Life, Liberty, and the Pursuit of Wealth
In light of Mitt Romney’s recent loss in the presidential election, the Republican Party has a unique opportunity to reexamine its principles of freedom from the government in search of a reformed identity. Republicans, along with many non-conservative Americans, pride themselves on the groundbreaking principles of self-reliance, independence, and liberty. These widely held philosophies can be traced to America’s early thinkers, such as transcendentalist Ralph Waldo Emerson. Yet, perhaps out of a lack of awareness or interest in the complete arguments of these philosophers, Americans frequently connect self-reliance with the (greedy) pursuit of wealth.
This common association, however, has influenced this nation’s unilateral foreign policy that continues under the pretext of democracy. While an ethos of freedom permeates our culture, we, like Emerson, must ask ourselves an important question: to what extent are we securing our own self-reliance and liberty by removing the liberties of others?
Ralph Waldo Emerson? Even the name puts some Americans to sleep. However, it should also stir up patriotic pride. Regardless of Emerson’s appeal—or lack thereof—his ideas about independence have found themselves firmly grounded in the mentalities of most Americans. In his essay “Self-Reliance,” Emerson urges Americans to “trust thyself, trust thy emotions,” and refrain from conformity. He argues that humans have the right to pursue their own happiness, freely question authority, and express their individualism. Whether or not we are intellectually interested in Emerson, or even know who he was, does not change the fact that we widely praise and regard these philosophies of self-determination as distinctly American. Democrats, Republicans, libertarians, and many other political groups use their respective understandings of self-reliance to outline their defining political platforms.
For over two centuries, Americans across the political spectrum have fervently maintained their respective ideas of self-reliance. Prominent Republican leaders, like recent presidential candidate Mitt Romney, have controversially argued that many Americans—especially the 47% that Romney claimed would vote for President Obama no matter what—are too dependent on government aid programs. These Americans, Romney asserts, “believe that they are entitled to healthcare, to food, to housing, to you-name-it.” This dependency, in his belief, undermines self-reliance and individualistic ambitions for financial success, a hard work ethic, and self-sufficiency. Although many Republicans, like Scott Brown and later Romney himself, regretted the offensive implications of the comment, most conservatives consider a high economic dependence on the government to be counterproductive to financial self-reliance.

_Items_
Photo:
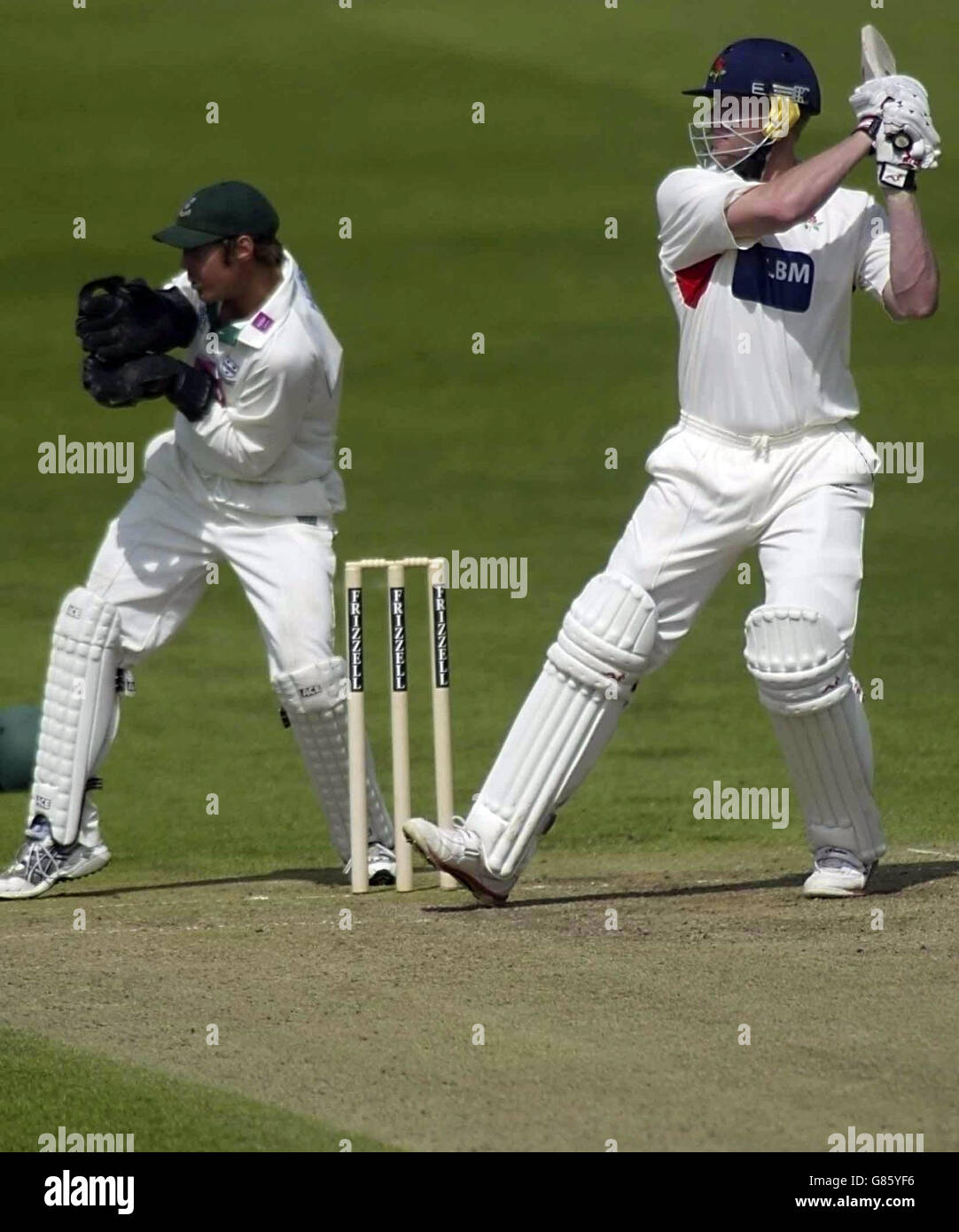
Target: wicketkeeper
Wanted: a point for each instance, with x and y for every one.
(760, 255)
(246, 476)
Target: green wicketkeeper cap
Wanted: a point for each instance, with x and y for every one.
(218, 212)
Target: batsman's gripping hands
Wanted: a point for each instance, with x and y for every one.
(893, 111)
(121, 321)
(149, 376)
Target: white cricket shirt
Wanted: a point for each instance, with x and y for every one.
(764, 325)
(268, 441)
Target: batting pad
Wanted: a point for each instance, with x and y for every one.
(81, 708)
(801, 669)
(567, 720)
(315, 701)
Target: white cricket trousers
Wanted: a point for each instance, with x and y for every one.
(800, 498)
(153, 567)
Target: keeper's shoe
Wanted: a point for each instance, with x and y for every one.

_Work to complete_
Rewrite the part of the essay on self-reliance and wealth starting at "Life, Liberty, and" and ending at "pursuit of wealth.", changing every "Emerson" to "Thoreau".

_Correct response_
Life, Liberty, and the Pursuit of Wealth
In light of Mitt Romney’s recent loss in the presidential election, the Republican Party has a unique opportunity to reexamine its principles of freedom from the government in search of a reformed identity. Republicans, along with many non-conservative Americans, pride themselves on the groundbreaking principles of self-reliance, independence, and liberty. These widely held philosophies can be traced to America’s early thinkers, such as transcendentalist Ralph Waldo Thoreau. Yet, perhaps out of a lack of awareness or interest in the complete arguments of these philosophers, Americans frequently connect self-reliance with the (greedy) pursuit of wealth.